* **PAGE EXCERPT**:

● ● ● ● ● ● ●

April 2, 2006 7:28 AMCombat veteran Jonathan Church didn’t panic when he saw the 6-foot shark circling below his surfboard.

Instead, the now-retired U.S. Army Reserve command sergeant major, who had just returned from Iraq, became enraged.

“You don’t know who you’re (messing) with,” the fit 60-year-old yelled at the shark. “I will kill you. I will pull you onto the beach, massacre you and barbecue you for dinner.”

A moment later, Mr. Church realized his reaction wasn’t the healthiest response to the dangerous predator. It became his own moment of clarity. Mr. Church, who served for a year with a civil affairs battalion near Baghdad before returning stateside at the end of 2004, realized he was still decompressing from the stress of combat.

“I didn’t see one-tenth of what some of these young guys – these heroes – saw every day,” he said. “And some of them are having a tough time. It’s a tough adjustment. I tell 'em it takes a full year to get back to normal.”

The reaction helped push him to do something for his fellow veterans, and in the last year he’s informally become the friend, nursemaid, battle buddy and de facto life coach for about a dozen young men struggling with their return from war. He’s not a trained psychiatrist or therapist. He doesn’t sit these men down on a couch and talk to them. He just takes them surfing.

“The worst thing that can happen is that a person isolates himself,” said Mr. Church. “That’s where surfing comes in. It’s a way of no-stress socializing with other surfers. It’s fun. You’re out in nature with buddies. You might go to church or go on a hike in the mountain, but for me it’s surfing because I’ve always done that.”

Two strangers who are out surfing suddenly have a whole nonthreatening way of communicating, he said.

"You’re out there and you’re saying ‘Hey did you see that wave?’ " he said. “It’s an important way to sort of re-socialize with people. Go have fun and get a feeling that everything is right with the world.”

Sitting on his surfboard on that day a year ago, Mr. Church looked at the beauty of the clean peeling waves at Coal Oil Point, thought about the absurdity of his reaction, and laughed.

“Imagine surviving a year of combat only to be eaten by a shark,” he said later. “Now that would be funny.”

But that experience and the anger that bubbled up inside him helped Mr. Church understand more fully the kind of post-traumatic stress some of his fellow soldiers have struggled with. He’d seen it among the crew of young men and women he served alongside while attached to the 425th Civil Affairs Army Reserve battalion based in Santa Barbara, and in other veterans he’s met over the last year.

“They have a variety of issues and, you know, being their sergeant major I’m the person they can talk to,” he said.

● ● ● ● ● ● ●

* **DATASET ENTRIES**:
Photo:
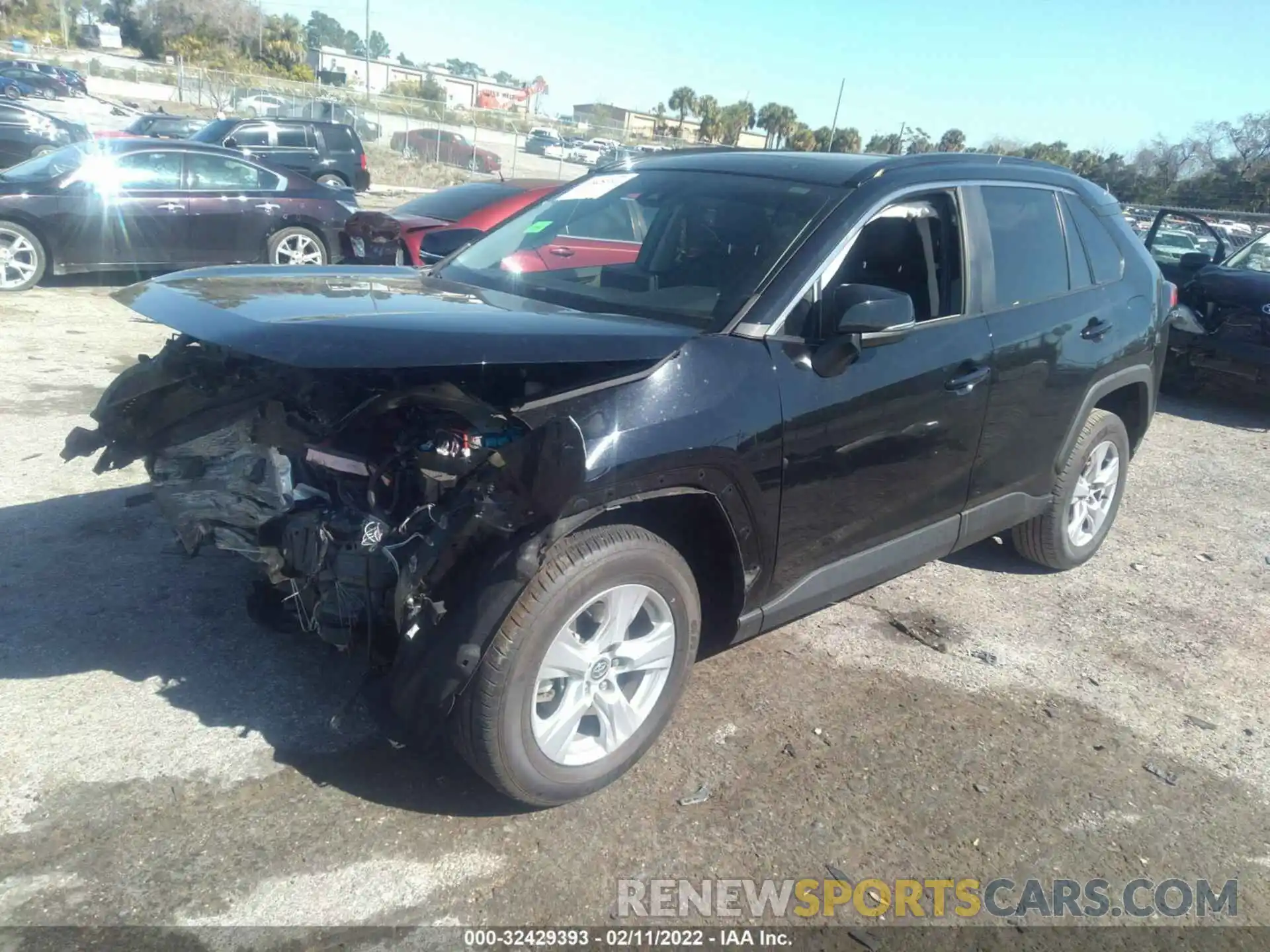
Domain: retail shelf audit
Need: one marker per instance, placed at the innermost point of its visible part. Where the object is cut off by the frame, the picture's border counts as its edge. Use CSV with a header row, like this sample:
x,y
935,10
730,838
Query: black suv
x,y
689,403
329,153
26,132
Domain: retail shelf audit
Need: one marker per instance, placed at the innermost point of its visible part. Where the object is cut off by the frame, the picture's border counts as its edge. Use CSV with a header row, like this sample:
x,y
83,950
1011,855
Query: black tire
x,y
9,231
277,238
492,724
1044,539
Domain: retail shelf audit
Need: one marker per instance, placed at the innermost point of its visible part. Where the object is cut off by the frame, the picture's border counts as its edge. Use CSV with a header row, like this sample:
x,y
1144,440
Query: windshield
x,y
687,247
456,202
46,167
1254,257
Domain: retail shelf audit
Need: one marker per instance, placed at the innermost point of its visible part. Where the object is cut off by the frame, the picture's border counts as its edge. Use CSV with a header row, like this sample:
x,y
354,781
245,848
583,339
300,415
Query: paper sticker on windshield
x,y
596,187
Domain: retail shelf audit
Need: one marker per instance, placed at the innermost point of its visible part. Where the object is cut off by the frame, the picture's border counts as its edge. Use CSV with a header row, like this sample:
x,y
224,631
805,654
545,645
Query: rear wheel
x,y
586,670
22,258
1085,500
296,247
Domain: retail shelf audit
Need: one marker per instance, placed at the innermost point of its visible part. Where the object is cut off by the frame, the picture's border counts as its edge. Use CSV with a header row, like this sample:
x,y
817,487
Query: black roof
x,y
851,169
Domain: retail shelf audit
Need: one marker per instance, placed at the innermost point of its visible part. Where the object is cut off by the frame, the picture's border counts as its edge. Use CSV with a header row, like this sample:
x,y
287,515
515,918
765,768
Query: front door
x,y
878,457
234,206
127,211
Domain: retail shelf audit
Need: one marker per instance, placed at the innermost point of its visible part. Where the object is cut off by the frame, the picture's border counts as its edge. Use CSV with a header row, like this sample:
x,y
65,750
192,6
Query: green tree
x,y
846,140
952,141
736,118
888,143
327,31
710,114
683,100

● ● ● ● ● ● ●

* **TASKS FOR THIS EXERCISE**:
(1) Print the passage of the Jonathan Church article between "A moment later, Mr." and "stress of combat.", inclusive.
(2) In one to three sentences, explain why, according to the Jonathan Church article, Mr. Church takes struggling veterans surfing.

* **WRITTEN ANSWERS**:
(1)
A moment later, Mr. Church realized his reaction wasn’t the healthiest response to the dangerous predator. It became his own moment of clarity. Mr. Church, who served for a year with a civil affairs battalion near Baghdad before returning stateside at the end of 2004, realized he was still decompressing from the stress of combat.

(2) Mr. Church says the worst thing that can happen is for a person to isolate himself. Surfing offers a fun, no-stress way to socialize with other surfers out in nature. It gives even strangers a nonthreatening way to communicate, which helps veterans re-socialize with people.